Reproduce exactly, with no other output, every line of the data below from the line containing "rough mask: <svg" to the end, inclusive.

DATASET RECORDS:
_ _ _

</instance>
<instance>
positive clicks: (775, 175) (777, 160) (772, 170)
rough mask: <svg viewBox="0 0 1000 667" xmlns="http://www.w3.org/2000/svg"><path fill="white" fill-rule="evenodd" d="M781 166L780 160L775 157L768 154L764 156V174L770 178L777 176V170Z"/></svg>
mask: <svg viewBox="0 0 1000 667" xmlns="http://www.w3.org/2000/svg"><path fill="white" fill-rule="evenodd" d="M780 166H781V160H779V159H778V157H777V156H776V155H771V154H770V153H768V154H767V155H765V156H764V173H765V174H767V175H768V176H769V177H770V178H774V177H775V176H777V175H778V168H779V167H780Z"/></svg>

_ _ _

RESULT OF THIS TASK:
rough mask: <svg viewBox="0 0 1000 667" xmlns="http://www.w3.org/2000/svg"><path fill="white" fill-rule="evenodd" d="M781 166L780 160L775 157L768 154L764 156V174L770 178L777 176V170Z"/></svg>
mask: <svg viewBox="0 0 1000 667" xmlns="http://www.w3.org/2000/svg"><path fill="white" fill-rule="evenodd" d="M780 166H781V160H779V159H778V157H777V156H776V155H771V154H770V153H768V154H767V155H765V156H764V173H765V174H767V175H768V176H769V177H770V178H774V177H775V176H777V175H778V168H779V167H780Z"/></svg>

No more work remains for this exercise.